TEXT PROVIDED —
Since its launch in 1969, ibuprofen has become one of the UK’s biggest-selling drugs, helping millions find fast and effective pain relief.
But the popular painkiller — which costs as little as 2p a pill — has been dogged by safety concerns about damage caused to the stomach lining over time.
It’s been more than a decade since studies showed arthritis patients who regularly took high doses of 2,400mg a day were three times more likely to suffer potentially fatal gastric bleeding than those not on the medication.
Ibuprofen is one of the UK’s biggest-selling drugs and helps people find pain relief, however studies have long showed that high doses of the painkiller can cause fatal gastric bleeding
Ibuprofen can damage the protective barrier of mucus that lines the stomach and reduce blood flow to the lining, making it harder for ulcers or perforations to heal.
But now, British company infirst Healthcare has come up with a solution that could allow people in chronic pain the same amount of relief from ibuprofen with half the dose — and no risk of gastric bleeding.
The secret is mixing ibuprofen with a fatty substance called a lipid, which occurs naturally in the body. The pharmaceutical industry already uses lipids to make medicines more soluble — improving their absorption and providing faster relief. But to do this, the lipids have to be structurally altered in the laboratory.
Ibuprofen is already well-absorbed in the stomach — that’s what causes gastric issues — so the lipid in the new pill has not been structurally altered.
It therefore does not dissolve easily in water, which allows it to pass through the stomach without being absorbed and travel lower in to the intestines, where it is more effectively taken up, according to the developer.
Explaining how the new pill is made, Dr John Brew, a pharmacologist at infirst Healthcare, says: ‘We heat the lipid and dissolve the ibuprofen into it, then allow it to cool and thicken. That then goes into a capsule made from gelatin. The capsule melts in the stomach at body temperature [37c] and the active drug comes out.
British company infirst Healthcare say that they have come up with a solution that will allow people in chronic pain to consume ibuprofen and get the same relief with half the dose and no risk of gastric bleeding
‘The drug is designed to melt into a liquid but, crucially, it does not mix with water in the stomach.’
Instead, Dr Brew says, the drug floats on the surface of the liquid in the stomach, much like a blob of fat in a washing-up bowl.
This is thought to be the key to why the new formulation is potentially much safer and more effective than standard ibuprofen.
Normally when we swallow ibuprofen it gets into the bloodstream by being absorbed through the lining of the stomach.
However, the lipid layer around the active drug means this does not happen and instead, the mixture passes through the stomach to the first part of the intestine, called the duodenum.
This is where the majority of digestion takes place. Partially digested food is mixed with bile and digestive juices which contain enzymes that further break down foods. This bile also breaks down the fat-based ibuprofen, allowing it to be absorbed through the walls of the duodenum.

INFORMATION SUPPLIED —

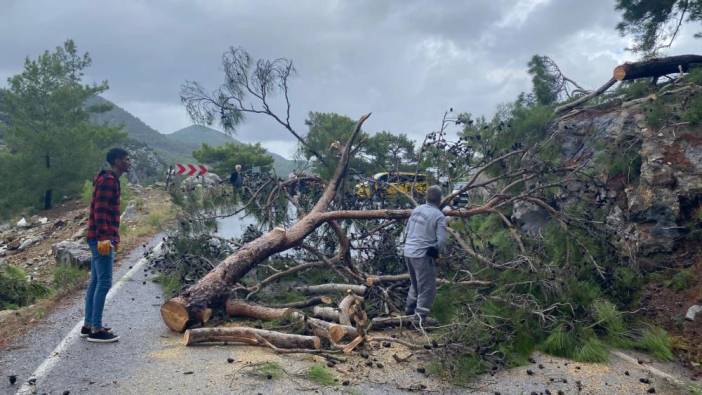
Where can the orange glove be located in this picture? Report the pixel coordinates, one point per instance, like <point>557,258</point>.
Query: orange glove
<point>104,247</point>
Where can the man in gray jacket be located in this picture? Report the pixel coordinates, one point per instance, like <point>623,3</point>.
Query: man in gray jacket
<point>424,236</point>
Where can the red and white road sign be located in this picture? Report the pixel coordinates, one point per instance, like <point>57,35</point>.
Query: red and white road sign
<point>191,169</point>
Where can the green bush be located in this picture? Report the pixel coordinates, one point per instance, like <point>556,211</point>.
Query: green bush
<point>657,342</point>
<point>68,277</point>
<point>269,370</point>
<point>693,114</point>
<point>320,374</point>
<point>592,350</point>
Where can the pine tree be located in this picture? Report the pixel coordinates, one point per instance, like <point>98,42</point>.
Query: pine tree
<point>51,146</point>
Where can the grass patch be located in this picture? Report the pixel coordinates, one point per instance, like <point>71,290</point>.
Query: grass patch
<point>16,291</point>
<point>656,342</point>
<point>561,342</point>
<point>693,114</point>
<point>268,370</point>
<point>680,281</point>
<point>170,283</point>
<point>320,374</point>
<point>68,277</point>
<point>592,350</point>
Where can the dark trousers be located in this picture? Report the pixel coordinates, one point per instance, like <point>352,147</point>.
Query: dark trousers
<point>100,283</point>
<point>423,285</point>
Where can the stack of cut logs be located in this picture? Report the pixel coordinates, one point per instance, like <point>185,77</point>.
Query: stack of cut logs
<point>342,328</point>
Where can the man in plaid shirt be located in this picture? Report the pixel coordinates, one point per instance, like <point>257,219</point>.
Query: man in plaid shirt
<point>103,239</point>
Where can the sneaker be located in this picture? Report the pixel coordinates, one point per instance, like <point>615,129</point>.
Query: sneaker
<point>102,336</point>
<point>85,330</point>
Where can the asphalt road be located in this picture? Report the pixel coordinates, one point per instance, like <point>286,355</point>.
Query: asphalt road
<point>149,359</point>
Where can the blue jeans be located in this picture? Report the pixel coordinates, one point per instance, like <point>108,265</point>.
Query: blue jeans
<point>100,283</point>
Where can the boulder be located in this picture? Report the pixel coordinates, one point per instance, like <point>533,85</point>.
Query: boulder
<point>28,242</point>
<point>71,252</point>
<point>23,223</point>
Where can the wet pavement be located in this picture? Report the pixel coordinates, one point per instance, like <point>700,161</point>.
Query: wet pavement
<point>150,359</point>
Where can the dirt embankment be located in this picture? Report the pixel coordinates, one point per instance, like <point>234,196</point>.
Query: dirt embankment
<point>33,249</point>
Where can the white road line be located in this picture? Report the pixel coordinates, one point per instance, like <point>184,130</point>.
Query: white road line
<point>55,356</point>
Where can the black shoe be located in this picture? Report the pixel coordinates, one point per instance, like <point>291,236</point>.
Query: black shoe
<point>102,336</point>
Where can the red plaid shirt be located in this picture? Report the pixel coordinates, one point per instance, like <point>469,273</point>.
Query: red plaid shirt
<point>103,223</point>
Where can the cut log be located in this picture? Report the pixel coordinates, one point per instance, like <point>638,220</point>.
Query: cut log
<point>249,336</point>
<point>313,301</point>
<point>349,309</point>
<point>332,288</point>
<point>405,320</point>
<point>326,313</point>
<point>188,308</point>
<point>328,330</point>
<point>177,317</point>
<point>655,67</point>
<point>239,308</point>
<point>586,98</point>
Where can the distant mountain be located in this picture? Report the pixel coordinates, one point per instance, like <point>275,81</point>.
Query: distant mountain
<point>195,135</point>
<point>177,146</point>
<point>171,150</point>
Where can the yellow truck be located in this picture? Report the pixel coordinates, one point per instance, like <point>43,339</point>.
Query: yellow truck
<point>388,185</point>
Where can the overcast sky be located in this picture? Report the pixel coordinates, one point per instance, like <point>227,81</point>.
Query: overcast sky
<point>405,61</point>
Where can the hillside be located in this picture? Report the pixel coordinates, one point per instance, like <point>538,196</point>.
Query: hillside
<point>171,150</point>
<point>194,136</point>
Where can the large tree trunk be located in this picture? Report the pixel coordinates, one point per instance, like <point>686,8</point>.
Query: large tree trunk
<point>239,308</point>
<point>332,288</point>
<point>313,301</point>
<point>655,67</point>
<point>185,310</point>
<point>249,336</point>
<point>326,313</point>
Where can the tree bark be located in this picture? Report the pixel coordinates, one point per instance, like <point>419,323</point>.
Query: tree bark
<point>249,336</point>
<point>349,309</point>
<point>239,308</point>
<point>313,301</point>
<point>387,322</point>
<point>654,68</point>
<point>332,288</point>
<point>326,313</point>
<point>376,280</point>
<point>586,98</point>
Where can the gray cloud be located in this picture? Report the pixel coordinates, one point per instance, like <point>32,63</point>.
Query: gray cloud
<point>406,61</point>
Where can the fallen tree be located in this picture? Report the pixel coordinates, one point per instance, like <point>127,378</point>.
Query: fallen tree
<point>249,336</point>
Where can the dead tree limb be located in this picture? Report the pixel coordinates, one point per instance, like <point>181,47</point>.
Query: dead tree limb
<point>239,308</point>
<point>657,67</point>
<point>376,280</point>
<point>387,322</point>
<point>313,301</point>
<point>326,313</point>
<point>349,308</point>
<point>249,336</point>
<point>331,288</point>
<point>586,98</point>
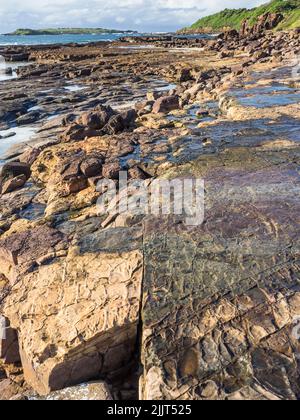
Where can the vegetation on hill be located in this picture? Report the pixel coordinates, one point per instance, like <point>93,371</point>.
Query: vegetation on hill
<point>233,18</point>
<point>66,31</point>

* * *

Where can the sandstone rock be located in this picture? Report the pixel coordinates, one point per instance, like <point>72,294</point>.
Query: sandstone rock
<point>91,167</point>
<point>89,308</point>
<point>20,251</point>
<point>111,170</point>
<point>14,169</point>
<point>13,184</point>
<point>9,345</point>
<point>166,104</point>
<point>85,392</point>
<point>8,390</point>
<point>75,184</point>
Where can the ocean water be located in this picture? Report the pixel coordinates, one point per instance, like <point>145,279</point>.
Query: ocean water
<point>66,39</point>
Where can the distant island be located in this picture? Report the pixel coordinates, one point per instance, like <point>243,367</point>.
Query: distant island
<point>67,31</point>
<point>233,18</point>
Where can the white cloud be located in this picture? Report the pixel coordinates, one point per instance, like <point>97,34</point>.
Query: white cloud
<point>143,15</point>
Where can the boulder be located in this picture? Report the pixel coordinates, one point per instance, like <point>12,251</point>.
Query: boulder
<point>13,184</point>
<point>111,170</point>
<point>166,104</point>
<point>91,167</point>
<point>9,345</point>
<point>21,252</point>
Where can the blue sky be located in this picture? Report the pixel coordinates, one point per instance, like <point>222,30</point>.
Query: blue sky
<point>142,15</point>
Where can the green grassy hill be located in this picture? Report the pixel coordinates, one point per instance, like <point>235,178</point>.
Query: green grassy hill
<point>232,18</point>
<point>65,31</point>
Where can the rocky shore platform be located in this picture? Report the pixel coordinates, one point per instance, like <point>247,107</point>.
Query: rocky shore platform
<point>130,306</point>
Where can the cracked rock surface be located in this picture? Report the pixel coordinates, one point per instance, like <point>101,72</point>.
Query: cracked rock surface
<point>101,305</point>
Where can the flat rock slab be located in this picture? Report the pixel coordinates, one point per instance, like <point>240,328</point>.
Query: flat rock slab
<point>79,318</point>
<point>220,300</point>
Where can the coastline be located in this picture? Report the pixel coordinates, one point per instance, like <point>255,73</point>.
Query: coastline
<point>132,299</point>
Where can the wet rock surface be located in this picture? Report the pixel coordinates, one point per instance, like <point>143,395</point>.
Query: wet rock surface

...

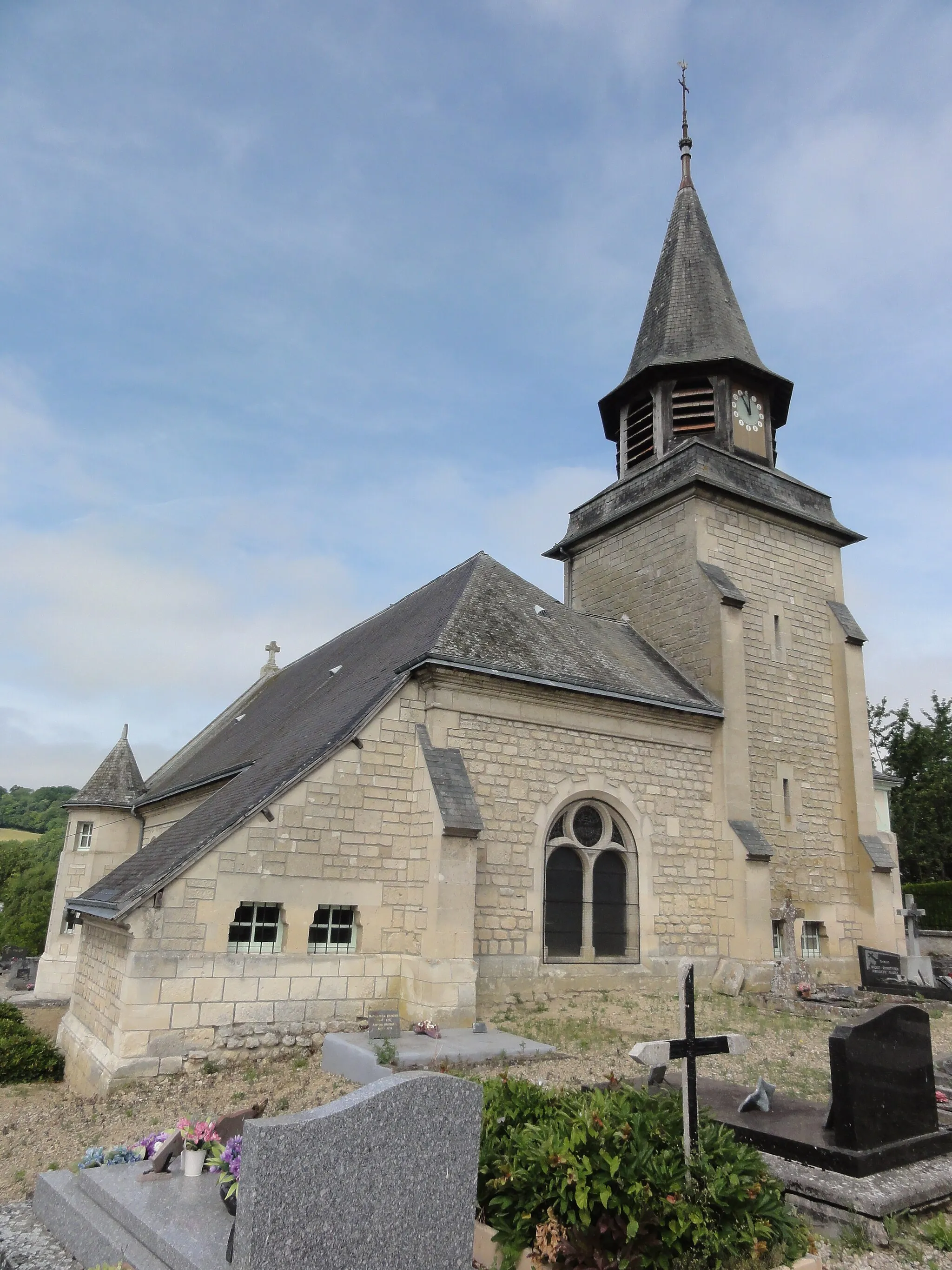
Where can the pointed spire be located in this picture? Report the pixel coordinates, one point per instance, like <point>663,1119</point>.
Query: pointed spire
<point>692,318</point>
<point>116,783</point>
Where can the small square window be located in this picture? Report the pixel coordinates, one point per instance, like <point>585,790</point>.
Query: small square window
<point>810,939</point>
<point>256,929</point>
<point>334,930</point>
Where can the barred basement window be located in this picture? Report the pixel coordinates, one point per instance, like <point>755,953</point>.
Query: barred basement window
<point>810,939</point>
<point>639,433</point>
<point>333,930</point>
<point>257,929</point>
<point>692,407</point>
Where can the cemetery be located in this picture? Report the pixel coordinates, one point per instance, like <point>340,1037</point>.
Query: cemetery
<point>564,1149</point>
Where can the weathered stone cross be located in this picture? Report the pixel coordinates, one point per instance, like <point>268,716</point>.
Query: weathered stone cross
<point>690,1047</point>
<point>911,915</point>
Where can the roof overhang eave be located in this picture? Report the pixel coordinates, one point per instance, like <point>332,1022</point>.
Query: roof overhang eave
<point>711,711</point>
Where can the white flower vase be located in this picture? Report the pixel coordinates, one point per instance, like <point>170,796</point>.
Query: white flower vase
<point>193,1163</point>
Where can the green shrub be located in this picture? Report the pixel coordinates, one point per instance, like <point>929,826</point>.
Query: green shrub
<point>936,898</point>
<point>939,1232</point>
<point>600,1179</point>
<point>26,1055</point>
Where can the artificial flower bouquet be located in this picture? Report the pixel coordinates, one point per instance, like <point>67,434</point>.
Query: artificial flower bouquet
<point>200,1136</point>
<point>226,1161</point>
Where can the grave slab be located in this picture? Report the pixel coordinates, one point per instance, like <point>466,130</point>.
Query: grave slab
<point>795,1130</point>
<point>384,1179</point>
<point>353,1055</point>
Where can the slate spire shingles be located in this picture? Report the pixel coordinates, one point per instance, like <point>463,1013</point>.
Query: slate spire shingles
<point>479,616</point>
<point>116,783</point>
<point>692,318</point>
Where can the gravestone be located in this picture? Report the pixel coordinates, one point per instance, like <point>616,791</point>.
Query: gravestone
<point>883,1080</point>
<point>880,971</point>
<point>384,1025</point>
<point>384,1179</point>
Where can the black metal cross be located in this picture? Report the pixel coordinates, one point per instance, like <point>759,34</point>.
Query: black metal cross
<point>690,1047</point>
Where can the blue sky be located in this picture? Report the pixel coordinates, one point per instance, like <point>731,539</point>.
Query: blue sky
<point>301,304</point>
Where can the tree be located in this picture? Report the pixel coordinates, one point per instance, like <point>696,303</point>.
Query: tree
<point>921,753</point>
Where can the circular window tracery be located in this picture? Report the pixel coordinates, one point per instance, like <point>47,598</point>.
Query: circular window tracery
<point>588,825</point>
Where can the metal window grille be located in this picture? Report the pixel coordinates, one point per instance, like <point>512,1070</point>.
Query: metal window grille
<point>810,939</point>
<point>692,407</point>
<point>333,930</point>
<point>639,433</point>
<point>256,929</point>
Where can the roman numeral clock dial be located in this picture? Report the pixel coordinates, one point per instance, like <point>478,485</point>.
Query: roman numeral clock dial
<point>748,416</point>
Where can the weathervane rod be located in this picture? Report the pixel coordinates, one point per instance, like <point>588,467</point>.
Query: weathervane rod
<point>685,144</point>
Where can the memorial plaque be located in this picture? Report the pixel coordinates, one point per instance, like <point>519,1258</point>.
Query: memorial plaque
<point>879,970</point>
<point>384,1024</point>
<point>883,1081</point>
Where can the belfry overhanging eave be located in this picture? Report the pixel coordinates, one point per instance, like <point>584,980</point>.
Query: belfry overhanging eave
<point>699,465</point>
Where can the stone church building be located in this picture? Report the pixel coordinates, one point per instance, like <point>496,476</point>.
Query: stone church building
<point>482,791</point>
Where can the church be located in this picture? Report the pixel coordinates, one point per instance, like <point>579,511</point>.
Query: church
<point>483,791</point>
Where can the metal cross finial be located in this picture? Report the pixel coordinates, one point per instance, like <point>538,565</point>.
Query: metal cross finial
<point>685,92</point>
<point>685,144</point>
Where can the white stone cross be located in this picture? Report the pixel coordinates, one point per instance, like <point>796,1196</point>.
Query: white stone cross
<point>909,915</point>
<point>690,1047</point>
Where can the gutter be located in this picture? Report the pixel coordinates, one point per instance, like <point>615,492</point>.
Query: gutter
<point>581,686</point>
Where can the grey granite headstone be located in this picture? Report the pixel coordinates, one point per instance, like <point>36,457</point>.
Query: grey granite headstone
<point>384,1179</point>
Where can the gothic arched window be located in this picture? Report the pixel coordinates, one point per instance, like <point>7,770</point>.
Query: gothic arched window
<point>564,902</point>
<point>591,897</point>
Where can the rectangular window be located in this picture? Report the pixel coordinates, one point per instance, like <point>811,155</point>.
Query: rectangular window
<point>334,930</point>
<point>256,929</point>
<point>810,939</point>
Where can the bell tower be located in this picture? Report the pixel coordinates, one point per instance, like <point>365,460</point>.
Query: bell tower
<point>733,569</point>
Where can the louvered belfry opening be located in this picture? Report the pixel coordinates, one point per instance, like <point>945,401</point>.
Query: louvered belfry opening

WHAT YOU SHOULD DO — In the article on the new ibuprofen pill, what is the first part of the intestine called?

RESPONSE AREA — The duodenum.